**Exercise directions**
Where "trunk" appears in a line of the entries below, that line should be copied.

**Given records**
##############################

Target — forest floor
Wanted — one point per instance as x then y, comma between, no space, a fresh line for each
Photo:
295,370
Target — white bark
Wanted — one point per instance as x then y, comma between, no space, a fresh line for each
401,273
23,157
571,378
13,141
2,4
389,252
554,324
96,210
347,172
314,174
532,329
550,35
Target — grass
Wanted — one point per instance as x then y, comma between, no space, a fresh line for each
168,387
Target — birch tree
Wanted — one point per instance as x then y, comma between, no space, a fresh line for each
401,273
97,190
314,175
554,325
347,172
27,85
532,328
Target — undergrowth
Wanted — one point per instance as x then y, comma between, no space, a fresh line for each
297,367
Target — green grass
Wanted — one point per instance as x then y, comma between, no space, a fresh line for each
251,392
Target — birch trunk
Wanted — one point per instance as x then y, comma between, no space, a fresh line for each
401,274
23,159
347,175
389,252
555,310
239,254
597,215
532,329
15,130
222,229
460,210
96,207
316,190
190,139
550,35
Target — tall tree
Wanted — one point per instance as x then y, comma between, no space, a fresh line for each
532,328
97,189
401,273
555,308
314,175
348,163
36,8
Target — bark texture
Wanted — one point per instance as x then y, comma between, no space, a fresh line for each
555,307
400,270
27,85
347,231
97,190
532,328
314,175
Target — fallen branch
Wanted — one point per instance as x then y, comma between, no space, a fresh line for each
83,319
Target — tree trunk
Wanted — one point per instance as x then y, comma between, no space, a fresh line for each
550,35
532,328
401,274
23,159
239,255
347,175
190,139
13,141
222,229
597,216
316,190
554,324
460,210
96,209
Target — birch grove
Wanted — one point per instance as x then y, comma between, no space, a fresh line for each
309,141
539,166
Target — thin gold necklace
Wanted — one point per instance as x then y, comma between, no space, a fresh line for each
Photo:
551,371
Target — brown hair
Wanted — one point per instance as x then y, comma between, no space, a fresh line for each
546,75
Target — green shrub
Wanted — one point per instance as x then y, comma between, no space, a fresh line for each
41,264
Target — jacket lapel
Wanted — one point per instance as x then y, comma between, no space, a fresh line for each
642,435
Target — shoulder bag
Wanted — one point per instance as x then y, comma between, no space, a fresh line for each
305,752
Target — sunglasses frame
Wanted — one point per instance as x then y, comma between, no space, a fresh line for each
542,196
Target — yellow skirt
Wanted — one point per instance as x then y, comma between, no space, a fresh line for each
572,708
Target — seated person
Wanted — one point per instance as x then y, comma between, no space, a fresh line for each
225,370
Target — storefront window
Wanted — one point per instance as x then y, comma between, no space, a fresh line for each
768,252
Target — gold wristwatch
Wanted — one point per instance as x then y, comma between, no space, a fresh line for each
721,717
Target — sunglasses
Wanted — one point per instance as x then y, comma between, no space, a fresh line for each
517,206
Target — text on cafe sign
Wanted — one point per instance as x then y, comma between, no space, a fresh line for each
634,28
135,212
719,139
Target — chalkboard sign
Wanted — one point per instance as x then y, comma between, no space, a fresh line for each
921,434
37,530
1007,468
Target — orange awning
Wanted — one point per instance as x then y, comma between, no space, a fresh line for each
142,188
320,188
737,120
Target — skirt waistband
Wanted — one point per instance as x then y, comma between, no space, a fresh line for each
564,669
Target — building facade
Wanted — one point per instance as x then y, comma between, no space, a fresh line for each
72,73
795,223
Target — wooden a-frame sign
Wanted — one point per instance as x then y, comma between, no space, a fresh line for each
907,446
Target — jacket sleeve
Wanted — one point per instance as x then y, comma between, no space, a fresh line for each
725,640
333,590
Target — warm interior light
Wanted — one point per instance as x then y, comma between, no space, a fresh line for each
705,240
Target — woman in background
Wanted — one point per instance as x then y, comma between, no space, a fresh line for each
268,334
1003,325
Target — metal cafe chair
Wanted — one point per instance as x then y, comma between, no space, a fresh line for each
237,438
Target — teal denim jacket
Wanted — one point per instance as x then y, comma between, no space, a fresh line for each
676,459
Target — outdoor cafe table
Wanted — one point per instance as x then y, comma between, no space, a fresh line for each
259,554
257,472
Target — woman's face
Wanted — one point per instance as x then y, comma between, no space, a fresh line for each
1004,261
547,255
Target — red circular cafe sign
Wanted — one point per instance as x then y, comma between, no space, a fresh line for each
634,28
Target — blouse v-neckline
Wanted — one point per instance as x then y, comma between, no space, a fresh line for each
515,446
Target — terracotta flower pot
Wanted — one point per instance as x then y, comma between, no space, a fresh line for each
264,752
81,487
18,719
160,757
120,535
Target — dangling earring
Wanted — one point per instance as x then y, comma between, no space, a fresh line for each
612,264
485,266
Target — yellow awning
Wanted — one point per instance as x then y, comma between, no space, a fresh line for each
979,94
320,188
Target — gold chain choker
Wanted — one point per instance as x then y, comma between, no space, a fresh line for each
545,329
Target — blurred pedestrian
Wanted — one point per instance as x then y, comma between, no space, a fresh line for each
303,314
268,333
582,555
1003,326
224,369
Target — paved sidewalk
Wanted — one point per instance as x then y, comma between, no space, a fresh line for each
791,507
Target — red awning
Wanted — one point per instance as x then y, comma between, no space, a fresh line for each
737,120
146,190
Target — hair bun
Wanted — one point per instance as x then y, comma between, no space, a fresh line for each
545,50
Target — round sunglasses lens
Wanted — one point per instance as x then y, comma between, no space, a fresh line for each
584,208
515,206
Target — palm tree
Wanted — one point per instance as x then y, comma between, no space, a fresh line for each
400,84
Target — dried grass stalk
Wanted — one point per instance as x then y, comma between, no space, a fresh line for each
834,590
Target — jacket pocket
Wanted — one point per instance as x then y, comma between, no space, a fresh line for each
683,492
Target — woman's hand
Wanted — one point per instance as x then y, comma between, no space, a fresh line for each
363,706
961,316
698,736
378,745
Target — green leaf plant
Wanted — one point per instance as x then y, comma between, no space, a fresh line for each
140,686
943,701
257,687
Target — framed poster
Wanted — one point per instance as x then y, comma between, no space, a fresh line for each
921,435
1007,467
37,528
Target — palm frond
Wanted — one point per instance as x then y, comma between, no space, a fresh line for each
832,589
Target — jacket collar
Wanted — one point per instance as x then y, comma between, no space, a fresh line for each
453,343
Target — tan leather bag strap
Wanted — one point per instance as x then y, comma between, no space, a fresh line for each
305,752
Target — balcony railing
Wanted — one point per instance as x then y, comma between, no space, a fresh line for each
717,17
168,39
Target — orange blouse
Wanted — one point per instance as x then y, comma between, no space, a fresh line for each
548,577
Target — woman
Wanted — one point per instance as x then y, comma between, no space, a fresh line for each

##############################

**Result for this task**
Target — birch trunk
Target — tree trunk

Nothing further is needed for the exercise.